EXERCISE: Only a number is wanted here: the number of lines of the data that include "target".

ENTRIES PROVIDED:
►

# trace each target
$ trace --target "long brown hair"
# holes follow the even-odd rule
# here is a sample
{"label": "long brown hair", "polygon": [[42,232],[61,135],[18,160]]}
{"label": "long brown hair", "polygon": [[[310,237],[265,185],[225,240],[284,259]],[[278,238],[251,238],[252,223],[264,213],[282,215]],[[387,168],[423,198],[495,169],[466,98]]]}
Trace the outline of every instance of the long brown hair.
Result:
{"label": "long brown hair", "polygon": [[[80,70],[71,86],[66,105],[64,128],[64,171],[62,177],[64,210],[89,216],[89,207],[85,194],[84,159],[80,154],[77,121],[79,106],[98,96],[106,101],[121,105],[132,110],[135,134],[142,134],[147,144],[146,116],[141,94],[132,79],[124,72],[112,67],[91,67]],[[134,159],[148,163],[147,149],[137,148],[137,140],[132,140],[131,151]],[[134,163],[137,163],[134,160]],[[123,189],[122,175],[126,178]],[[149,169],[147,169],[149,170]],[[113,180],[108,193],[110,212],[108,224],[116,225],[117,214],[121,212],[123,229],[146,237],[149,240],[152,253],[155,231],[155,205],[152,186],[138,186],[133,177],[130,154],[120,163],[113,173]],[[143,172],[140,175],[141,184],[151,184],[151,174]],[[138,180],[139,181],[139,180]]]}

◄

YOUR SOLUTION: 2